Bedir, Uhud ve Hendek’ten sonra Allah Rasûlü (s.a.s.) Ka’be’yi tavaf edeceğine dair bir rüya gördü ve beraberindeki bin beş yüz kadar sahâbe ile birlikte Mekke’ye doğru yola çıktı. Hudeybiye denilen mevkie geldiğinde Kureyş’in büyük bir hazırlık içerisinde olduğu ve kendilerine Mekke’ye hiçbir şekilde koymayacakları haberini aldı. Bunun üzerine savaş için gelmediğini, tek gayesinin Ka’be’yi ziyaret etmek olduğuna dair arka arkaya Mekke’ye elçiler gönderdi. Gönderilen elçilerden Hz. Osman’ın (r.a.) şehit edildiği haberi gelince, sahâbe tek tek Allah Rasûlü’nün ellerinin üzerine ellerini koyarak bey’at ettiler. Allah’ın da elleri onların ellerinin üzerindeydi. Onlar, Allah Ras’ulü’ne bey’at ederlerken esasında Allah’a bey’at etmişlerdi. Sonrasında Mekke’den elçiler bir bir gelip gitti. Nihayetinde Allah Rasûlü (s.a.s.) ile Sühehyl İbn Amr arasında Hudeybiye Anlaşması sağlandı.

- **Görev a**:
Kayıtlarda "phrase -- yellow clamp fixture" ifadesinin geçtiği satırdan "(1142, 471)" ifadesinin geçtiği satıra kadar, iki uç satır da dahil olmak üzere, satırları boş satırları atlayarak numaralı liste biçiminde düzenler misiniz?
Metin ile kayıtlar birbirinden bağımsız malzemelerdir.

- **Gösterilen kayıtlar**:
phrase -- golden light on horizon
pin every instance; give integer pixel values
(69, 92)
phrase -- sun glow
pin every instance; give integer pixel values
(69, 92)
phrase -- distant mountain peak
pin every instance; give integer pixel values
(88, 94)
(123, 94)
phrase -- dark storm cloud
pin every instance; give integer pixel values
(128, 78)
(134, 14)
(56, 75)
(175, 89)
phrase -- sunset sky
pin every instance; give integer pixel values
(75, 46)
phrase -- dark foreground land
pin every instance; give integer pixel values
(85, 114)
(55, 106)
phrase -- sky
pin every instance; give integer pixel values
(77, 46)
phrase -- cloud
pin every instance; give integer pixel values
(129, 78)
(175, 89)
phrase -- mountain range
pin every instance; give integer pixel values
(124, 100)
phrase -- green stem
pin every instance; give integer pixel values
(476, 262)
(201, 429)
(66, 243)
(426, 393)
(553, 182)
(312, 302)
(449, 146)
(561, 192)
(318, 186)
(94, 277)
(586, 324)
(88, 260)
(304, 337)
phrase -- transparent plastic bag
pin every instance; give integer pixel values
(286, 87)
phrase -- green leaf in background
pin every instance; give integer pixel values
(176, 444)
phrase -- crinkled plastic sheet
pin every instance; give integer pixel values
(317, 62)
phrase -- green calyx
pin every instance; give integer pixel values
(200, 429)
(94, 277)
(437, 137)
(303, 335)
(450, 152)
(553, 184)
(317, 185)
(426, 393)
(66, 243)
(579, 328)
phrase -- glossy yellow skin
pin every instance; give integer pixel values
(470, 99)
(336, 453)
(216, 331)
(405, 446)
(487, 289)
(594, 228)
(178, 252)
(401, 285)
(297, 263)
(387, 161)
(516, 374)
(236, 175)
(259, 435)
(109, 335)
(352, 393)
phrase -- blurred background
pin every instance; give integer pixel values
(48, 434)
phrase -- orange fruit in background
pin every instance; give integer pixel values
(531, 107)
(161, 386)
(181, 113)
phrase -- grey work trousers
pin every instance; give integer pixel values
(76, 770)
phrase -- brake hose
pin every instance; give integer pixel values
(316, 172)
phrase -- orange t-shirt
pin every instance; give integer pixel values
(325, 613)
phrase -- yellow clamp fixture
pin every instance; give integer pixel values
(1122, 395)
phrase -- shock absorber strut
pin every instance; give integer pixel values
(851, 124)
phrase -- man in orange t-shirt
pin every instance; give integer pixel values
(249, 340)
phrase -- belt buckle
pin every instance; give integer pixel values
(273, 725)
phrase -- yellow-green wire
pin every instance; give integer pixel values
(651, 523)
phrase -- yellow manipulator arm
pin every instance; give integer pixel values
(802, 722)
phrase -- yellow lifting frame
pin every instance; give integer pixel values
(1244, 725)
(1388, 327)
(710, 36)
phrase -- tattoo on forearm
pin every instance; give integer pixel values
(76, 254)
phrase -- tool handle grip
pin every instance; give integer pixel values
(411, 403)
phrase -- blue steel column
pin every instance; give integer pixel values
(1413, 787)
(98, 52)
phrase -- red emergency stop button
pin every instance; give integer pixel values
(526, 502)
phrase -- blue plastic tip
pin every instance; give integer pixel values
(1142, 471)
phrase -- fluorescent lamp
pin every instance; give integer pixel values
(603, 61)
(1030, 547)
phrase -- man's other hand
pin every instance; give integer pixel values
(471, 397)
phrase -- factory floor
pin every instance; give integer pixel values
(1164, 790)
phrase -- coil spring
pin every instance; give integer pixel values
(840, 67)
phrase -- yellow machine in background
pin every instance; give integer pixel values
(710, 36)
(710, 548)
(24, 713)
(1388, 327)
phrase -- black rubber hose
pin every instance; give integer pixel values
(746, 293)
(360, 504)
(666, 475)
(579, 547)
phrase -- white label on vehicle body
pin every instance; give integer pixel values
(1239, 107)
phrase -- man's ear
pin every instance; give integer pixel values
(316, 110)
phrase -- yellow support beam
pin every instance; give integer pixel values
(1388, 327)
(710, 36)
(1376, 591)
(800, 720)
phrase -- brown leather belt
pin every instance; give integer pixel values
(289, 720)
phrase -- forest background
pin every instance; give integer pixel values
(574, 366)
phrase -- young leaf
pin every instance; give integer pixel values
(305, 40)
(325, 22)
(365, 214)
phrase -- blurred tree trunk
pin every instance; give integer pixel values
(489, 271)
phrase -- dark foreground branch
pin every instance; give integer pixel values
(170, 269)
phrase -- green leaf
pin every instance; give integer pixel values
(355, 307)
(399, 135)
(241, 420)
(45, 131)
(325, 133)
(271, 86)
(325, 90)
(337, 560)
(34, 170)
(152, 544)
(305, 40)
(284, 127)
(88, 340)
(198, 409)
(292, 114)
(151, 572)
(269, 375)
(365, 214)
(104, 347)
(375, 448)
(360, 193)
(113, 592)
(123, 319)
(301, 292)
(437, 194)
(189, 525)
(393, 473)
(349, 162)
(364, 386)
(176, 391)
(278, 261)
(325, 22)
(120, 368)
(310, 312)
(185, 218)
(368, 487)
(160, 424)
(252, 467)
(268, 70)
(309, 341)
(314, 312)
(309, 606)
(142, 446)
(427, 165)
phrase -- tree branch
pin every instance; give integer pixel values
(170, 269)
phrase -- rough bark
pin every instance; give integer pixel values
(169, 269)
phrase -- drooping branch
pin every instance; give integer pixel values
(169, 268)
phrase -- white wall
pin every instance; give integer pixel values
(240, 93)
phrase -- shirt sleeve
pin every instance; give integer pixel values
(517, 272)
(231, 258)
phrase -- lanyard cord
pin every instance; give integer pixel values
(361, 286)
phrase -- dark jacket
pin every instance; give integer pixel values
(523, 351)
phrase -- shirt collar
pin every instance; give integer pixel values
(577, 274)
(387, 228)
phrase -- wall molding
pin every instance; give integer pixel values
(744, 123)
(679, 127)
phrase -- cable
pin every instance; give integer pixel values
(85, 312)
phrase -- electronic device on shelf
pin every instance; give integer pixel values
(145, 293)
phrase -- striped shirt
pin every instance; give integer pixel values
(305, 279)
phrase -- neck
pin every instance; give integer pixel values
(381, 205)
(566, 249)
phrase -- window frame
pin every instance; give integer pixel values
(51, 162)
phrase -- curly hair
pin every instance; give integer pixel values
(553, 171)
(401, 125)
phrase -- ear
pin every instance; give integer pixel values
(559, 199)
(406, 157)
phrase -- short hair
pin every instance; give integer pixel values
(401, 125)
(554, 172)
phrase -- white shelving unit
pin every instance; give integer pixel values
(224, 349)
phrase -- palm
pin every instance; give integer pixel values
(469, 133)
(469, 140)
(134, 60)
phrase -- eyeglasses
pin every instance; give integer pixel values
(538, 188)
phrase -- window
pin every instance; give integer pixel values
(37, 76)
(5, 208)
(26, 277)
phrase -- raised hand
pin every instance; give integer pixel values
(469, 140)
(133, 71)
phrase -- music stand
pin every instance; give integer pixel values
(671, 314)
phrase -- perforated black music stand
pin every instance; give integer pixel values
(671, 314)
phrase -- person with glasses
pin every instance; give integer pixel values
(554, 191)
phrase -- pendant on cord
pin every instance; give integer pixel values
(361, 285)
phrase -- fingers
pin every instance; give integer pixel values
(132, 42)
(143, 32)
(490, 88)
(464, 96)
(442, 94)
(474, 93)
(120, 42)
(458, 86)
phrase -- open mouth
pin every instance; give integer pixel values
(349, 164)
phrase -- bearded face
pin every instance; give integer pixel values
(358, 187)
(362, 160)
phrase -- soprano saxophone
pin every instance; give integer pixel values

- **Görev b**:
Hudeybiye Anlaşması'nı anlatan metnin tamamını hiçbir değişiklik yapmadan aynen çıkarır mısınız?

- **Yazılı çözüm a**:
1. phrase -- yellow clamp fixture
2. pin every instance; give integer pixel values
3. (1122, 395)
4. phrase -- shock absorber strut
5. pin every instance; give integer pixel values
6. (851, 124)
7. phrase -- man in orange t-shirt
8. pin every instance; give integer pixel values
9. (249, 340)
10. phrase -- belt buckle
11. pin every instance; give integer pixel values
12. (273, 725)
13. phrase -- yellow-green wire
14. pin every instance; give integer pixel values
15. (651, 523)
16. phrase -- yellow manipulator arm
17. pin every instance; give integer pixel values
18. (802, 722)
19. phrase -- yellow lifting frame
20. pin every instance; give integer pixel values
21. (1244, 725)
22. (1388, 327)
23. (710, 36)
24. phrase -- tattoo on forearm
25. pin every instance; give integer pixel values
26. (76, 254)
27. phrase -- tool handle grip
28. pin every instance; give integer pixel values
29. (411, 403)
30. phrase -- blue steel column
31. pin every instance; give integer pixel values
32. (1413, 787)
33. (98, 52)
34. phrase -- red emergency stop button
35. pin every instance; give integer pixel values
36. (526, 502)
37. phrase -- blue plastic tip
38. pin every instance; give integer pixel values
39. (1142, 471)

- **Yazılı çözüm b**:
Bedir, Uhud ve Hendek’ten sonra Allah Rasûlü (s.a.s.) Ka’be’yi tavaf edeceğine dair bir rüya gördü ve beraberindeki bin beş yüz kadar sahâbe ile birlikte Mekke’ye doğru yola çıktı. Hudeybiye denilen mevkie geldiğinde Kureyş’in büyük bir hazırlık içerisinde olduğu ve kendilerine Mekke’ye hiçbir şekilde koymayacakları haberini aldı. Bunun üzerine savaş için gelmediğini, tek gayesinin Ka’be’yi ziyaret etmek olduğuna dair arka arkaya Mekke’ye elçiler gönderdi. Gönderilen elçilerden Hz. Osman’ın (r.a.) şehit edildiği haberi gelince, sahâbe tek tek Allah Rasûlü’nün ellerinin üzerine ellerini koyarak bey’at ettiler. Allah’ın da elleri onların ellerinin üzerindeydi. Onlar, Allah Ras’ulü’ne bey’at ederlerken esasında Allah’a bey’at etmişlerdi. Sonrasında Mekke’den elçiler bir bir gelip gitti. Nihayetinde Allah Rasûlü (s.a.s.) ile Sühehyl İbn Amr arasında Hudeybiye Anlaşması sağlandı.